- [QUOTED TEXT]
╭──

Also, I received a quick comment from theoretical CS people that the
quantile thing could be faster than the quoted speed of sorting in
Stata (and xtile does sort): "It is possible to find the quantiles in
O(N) using a straightforward modification of the selection algorithm
based on quicksort (see
http://en.wikipedia.org/wiki/Selection_algorithm)."
http://cstheory.stackexchange.com/questions/18732/algorithms-to-split-data-into-roughly-equal-sized-quantiles/

Is there anything to know about QuickSort in Stata?

That said, I cannot write up a fancy algorithm to find the quantiles,
let alone a whole new -sort-, so probably the question is still about
sensible downsampling.

On Sat, Aug 24, 2013 at 7:42 AM, László Sándor <[email protected]> wrote:
> Thanks, David,
>
> I think the typical use case is about tens of millions of
> observations. (And as I think it matters for precision, the typical
> case is about 20 bins, or vingtiles.)

╰──

- [TASK DETAILS]
Could you return everything in the Stata quantiles excerpt from "On Sat, Aug" down to "bins, or vingtiles.)", copied word for word? The data that comes next is separate material, apart from the Stata quantiles excerpt.

[Point-based annotation data]
╭──

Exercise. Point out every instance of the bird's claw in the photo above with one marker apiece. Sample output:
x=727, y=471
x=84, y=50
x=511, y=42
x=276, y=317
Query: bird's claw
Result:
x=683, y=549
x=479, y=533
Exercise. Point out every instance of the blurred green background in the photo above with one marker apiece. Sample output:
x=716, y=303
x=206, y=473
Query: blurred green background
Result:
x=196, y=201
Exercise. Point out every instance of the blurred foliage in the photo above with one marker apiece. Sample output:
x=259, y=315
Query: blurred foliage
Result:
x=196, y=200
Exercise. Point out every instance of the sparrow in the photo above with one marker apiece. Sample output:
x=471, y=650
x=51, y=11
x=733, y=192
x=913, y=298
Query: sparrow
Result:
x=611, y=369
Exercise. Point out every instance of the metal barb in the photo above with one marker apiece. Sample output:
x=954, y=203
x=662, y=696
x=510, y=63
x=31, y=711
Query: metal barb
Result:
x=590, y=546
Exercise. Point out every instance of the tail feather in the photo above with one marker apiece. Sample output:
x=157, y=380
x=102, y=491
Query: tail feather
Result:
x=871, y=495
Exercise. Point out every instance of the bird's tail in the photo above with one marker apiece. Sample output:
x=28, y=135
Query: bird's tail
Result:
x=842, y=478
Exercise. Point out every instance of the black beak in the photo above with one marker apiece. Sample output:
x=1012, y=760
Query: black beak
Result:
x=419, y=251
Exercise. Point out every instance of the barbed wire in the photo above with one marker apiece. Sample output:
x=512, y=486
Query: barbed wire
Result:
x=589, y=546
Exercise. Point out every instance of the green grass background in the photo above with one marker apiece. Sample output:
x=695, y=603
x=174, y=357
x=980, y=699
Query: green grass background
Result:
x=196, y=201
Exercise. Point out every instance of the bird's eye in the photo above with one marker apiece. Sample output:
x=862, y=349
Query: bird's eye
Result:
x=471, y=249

╰──

- [SOLVED PROBLEM]
On Sat, Aug 24, 2013 at 7:42 AM, László Sándor <[email protected]> wrote:
> Thanks, David,
>
> I think the typical use case is about tens of millions of
> observations. (And as I think it matters for precision, the typical
> case is about 20 bins, or vingtiles.)